Please continue the article below on AUSTRAC's civil penalty action against the casino operator Crown, picking up after its last sentence.

- _Source extract_

•••

A tarnished Crown: is it too late for the casino operator to redeem itself?
With AUSTRAC taking civil penalty action against Crown, the company requires fundamental changes to convince regulators and the public that it deserves a licence to operate
The case against Crown should not be particularly challenging for AUSTRAC to prove, given the overwhelming weight of evidence in support of the civil penalty action, said Anil Hargovan, Associate Professor in the School of Management & Governance at UNSW Business School.
“The serious and systemic non-compliance with AML has been well documented and laid bare in the forensic analysis conducted by two Commissions of Inquiry into Crown (Melbourne) and Crown (Perth),” he said. “It catalogues a litany of breaches and records a mea culpa by some senior executives at Crown who appeared to turn a blind eye to significant breaches of law. A perusal of the Commission of Inquiry Reports into Crown affirms that non-compliance with AML was not occasional nor due to inadvertence.”
A/Prof. Hargovan, whose research interests include corporate governance (directors’ duties) and insolvency law, said the highest fine imposed to date is in relation to 23 million breaches of AML by Westpac. “The court imposed a total fine of $1.3 billion which may be seen by many as a slap on the wrist. Should the court take a stricter approach in the Crown case, it is possible that Crown could face a maximum fine in excess of $12 billion. That would make it a ground-breaking judgment if achieved,” he said.
What action is AUSTRAC taking against Crown?
AUSTRAC CEO Nicole Rose said Crown failed to meet its anti-money laundering/counter-terrorism financing (AML/CTF) obligations making their business and Australia’s financial system vulnerable to criminal exploitation.
“AUSTRAC’s investigation identified poor governance, risk management and failures to have and maintain a compliant AML/CTF program detailing how Crown would identify, mitigate and manage the risk of their products and services being misused for money laundering or terrorism financing. They also failed to carry out appropriate ongoing customer due diligence including on some very high-risk customers. This led to widespread and serious non-compliance over a number of years,” Ms Rose said.

•••

- _Given information_
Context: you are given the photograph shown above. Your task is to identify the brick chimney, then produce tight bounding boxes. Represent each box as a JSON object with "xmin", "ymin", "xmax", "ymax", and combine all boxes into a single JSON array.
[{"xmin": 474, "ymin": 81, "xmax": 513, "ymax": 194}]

•••

- _Expected answer_
AUSTRAC’s allegations are extensive and include that Crown Melbourne and Crown Perth:
- Failed to appropriately assess the money laundering and terrorism financing risks they faced, including the likelihood and impact of those risks, and to identify and respond to changes in risk over time.
- Did not include in their AML/CTF programs appropriate risk-based systems and controls to mitigate and manage the risks to which Crown were reasonably exposed.
- Failed to establish an appropriate framework for Board and senior management oversight of the AML/CTF programs.
- Did not have a transaction monitoring program to monitor transactions and identify suspicious activity that was appropriately risk-based or appropriate to the nature, size and complexity of Crown.
- Did not have an appropriate enhanced customer due diligence program to carry out additional checks on higher risk customers.
- Did not conduct appropriate ongoing customer due diligence on a range of customers who presented higher money laundering risks.
Ms Rose said the absence of appropriate controls and processes meant Crown was unable to appropriately manage high-risk customers, and this allowed the movement of money in non-transparent ways, making Crown vulnerable to criminal exploitation.
Did Crown’s officers turn a blind eye?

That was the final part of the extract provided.